[start Excerpt]
About Jeremy Fox

I'm an ecologist at the University of Calgary. I study population and community dynamics, using mathematical models and experiments.

FYI: I (Jeremy Fox) am on leave until July 1 and unavailable for reviews (UPDATED)

Public service announcement: I’m on leave until July 1. I’m working on a book. I’m not doing any reviews during this time. I’m announcing this here in the hopes that it’s an efficient way to alert lots of editors. I don’t like having to reply individually to every review request I get if I’m just going to decline them all. And it’s a pain to have to log into every journal’s editorial manager system and change my availability status.

Posts will continue as usual-ish, because I’ll be trying to use the blog to help me write the book. But I might be posting a bit less.

UPDATE: Since this came up in the comments, I should note that no, I’m not shirking my obligations to the peer review system by taking a 6-month break from reviewing. As I’ve written in the past, I believe each of us has an obligation to do at least as many reviews as we receive (unless you can’t do so due to lack of sufficient invitations to review). Since starting my postdoc, I’ve always done more than 2 reviews for every ms I submit or co-author (counting rejected and resubmitted mss as new ones, obviously), and in any given calendar year the ratio is usually more like 3:1 or 4:1. I’m going to return to that practice after my sabbatical. So I think it’s fine for me to submit a few papers in the next 6 months without doing any reviews, because on a longer-term basis I’m fulfilling my professional obligations to the “peer review commons”.
[end Excerpt]
__Set exercise A__
According to the leave announcement, what is Jeremy Fox working on during the leave?
__Set exercise B__
List every ratio of reviews done to manuscripts submitted that the leave announcement gives for Jeremy Fox's own reviewing.
[start Dataset content]
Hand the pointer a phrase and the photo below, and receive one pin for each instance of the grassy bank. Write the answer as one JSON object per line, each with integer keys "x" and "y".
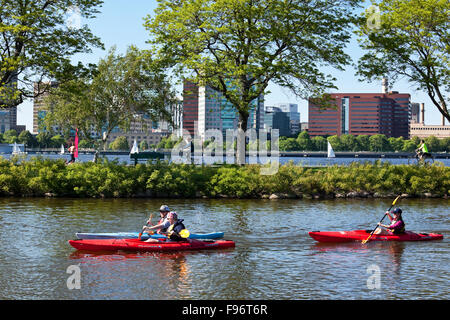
[end Dataset content]
__Right answer A__
A book.

__Right answer B__
- More than 2 reviews for every manuscript submitted or co-authored (since starting the postdoc)
- 3:1 (typical ratio in a given calendar year)
- 4:1 (typical ratio in a given calendar year)